§ **Exercise description**
Every line that contains the word "below" is to be copied from the listing.

☆ ☆ ☆ ☆

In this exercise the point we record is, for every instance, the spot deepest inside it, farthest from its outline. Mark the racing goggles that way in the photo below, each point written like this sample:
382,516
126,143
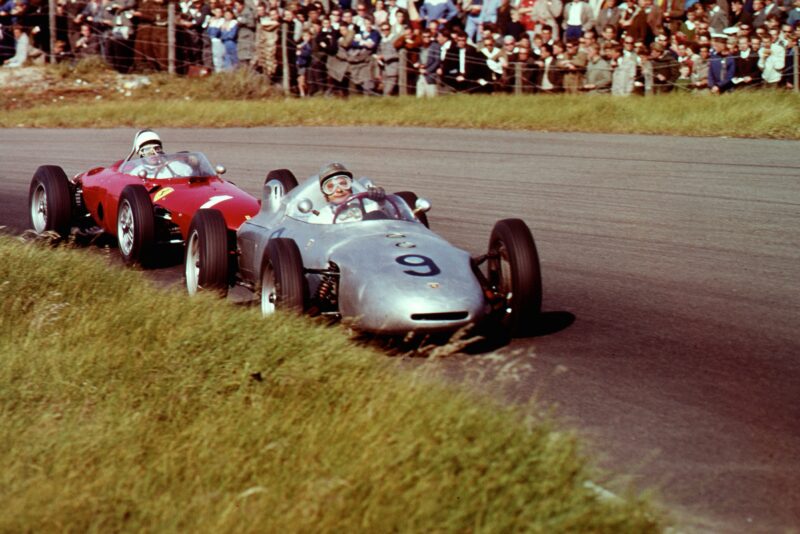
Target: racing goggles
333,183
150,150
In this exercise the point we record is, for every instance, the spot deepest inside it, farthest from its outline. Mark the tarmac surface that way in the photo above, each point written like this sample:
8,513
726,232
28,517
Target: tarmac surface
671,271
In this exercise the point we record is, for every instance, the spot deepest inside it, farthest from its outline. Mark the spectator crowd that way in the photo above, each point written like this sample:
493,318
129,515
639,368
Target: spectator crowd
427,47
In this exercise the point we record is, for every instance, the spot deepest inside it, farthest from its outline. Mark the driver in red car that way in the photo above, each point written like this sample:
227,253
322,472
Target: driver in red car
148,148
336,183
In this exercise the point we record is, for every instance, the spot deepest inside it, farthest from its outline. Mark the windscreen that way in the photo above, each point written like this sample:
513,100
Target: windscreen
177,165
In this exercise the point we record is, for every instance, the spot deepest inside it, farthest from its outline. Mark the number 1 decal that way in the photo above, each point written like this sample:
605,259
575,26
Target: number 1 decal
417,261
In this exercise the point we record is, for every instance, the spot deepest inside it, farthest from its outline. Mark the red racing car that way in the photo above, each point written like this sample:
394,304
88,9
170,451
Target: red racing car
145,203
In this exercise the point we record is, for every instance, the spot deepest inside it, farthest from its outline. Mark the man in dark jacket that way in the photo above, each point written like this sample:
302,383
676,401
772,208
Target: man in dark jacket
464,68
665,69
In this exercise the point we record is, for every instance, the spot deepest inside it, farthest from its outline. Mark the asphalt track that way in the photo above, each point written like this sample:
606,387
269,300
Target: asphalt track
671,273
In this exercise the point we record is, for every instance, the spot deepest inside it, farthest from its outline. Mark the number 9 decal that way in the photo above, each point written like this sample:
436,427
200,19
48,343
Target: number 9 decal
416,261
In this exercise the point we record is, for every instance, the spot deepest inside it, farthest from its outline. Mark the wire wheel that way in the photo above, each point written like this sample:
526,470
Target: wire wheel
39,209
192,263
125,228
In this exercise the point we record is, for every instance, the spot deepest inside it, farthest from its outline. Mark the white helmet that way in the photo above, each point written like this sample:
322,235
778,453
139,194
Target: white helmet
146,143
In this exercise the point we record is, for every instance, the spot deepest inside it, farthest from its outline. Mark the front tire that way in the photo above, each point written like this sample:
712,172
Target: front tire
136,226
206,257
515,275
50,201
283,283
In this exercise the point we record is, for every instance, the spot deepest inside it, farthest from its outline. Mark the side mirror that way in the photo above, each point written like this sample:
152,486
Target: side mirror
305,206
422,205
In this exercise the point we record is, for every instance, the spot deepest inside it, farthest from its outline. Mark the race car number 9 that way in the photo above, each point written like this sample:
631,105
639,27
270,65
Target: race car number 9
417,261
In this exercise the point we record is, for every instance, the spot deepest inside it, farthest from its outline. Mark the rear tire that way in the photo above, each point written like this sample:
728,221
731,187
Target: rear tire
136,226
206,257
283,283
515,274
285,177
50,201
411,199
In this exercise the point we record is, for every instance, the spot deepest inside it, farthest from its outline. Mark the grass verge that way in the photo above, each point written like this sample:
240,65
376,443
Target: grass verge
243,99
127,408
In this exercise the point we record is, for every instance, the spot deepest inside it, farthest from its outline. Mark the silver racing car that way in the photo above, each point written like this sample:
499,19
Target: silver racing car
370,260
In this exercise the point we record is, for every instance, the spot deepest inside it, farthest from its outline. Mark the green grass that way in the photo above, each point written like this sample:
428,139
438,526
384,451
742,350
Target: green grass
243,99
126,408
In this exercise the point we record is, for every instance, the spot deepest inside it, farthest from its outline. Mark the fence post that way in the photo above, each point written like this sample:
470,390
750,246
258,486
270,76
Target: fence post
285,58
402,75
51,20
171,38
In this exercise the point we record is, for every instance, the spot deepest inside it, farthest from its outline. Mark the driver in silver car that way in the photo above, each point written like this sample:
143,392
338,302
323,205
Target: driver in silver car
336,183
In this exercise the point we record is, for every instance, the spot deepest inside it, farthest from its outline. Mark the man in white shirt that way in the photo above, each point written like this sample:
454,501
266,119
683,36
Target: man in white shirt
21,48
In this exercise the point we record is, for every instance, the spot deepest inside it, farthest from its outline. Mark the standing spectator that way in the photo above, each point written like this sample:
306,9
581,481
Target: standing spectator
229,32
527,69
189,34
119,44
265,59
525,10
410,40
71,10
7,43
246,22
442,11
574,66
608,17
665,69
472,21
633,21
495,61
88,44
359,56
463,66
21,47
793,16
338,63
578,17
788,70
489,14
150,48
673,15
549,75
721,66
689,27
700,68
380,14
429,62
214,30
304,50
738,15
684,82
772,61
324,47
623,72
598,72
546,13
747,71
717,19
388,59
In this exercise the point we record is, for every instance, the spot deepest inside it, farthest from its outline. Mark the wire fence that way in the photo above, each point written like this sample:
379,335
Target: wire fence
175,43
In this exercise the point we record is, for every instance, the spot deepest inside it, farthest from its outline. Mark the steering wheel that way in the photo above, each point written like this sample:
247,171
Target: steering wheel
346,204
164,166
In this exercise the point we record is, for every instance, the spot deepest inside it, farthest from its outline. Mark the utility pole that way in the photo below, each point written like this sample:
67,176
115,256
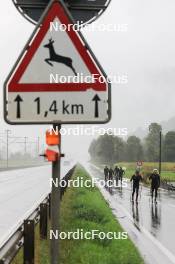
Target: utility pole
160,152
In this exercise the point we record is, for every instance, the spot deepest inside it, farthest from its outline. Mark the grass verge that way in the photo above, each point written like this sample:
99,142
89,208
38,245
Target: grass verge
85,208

☆ ☆ ☆ ☆

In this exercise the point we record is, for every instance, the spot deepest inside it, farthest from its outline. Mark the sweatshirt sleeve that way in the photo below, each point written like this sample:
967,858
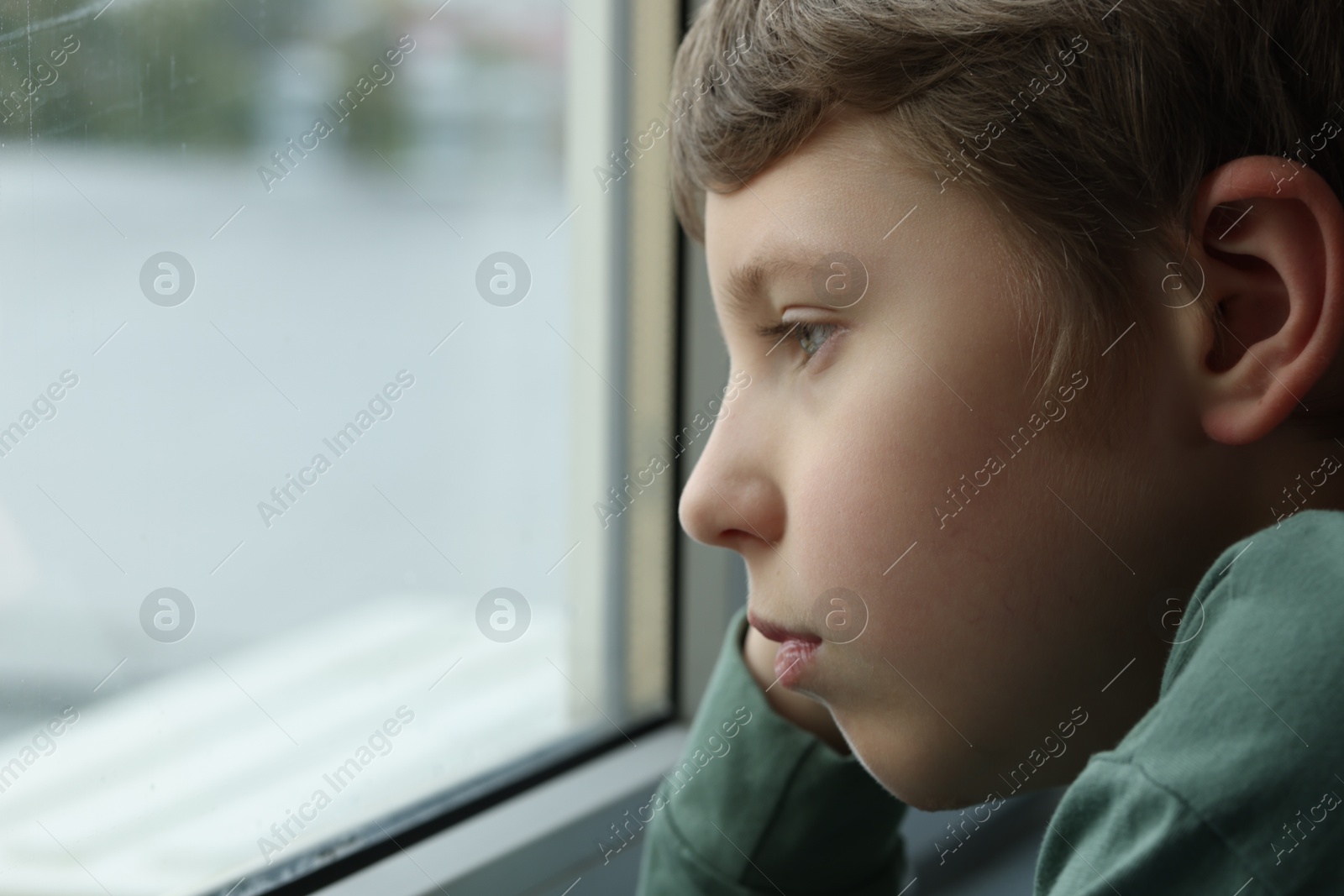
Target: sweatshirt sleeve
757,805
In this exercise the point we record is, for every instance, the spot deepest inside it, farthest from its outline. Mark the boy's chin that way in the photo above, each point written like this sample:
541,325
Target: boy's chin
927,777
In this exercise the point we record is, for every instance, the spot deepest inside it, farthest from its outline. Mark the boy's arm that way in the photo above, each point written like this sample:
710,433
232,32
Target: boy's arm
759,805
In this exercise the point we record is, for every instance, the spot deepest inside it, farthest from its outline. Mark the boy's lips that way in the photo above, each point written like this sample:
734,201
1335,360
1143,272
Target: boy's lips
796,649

☆ ☆ ☆ ☆

§ **Written answer**
In this exercise the point we record is, for every instance, the spot deepest inside it, farthest from its outline. Mark the racing goggles that way in the photo below, each point written like this sample:
In this exercise the point we record is, for every instance, the spot deepest inside it, farthest from its outline. Mark the utility pole that way in the photo below, each point written like this sample:
In this exercise the point we record is, for every instance, the spot deepest inside it, farthest from its outline. Mark the sweatshirt sleeve that way in the photo below, each point written like this sample:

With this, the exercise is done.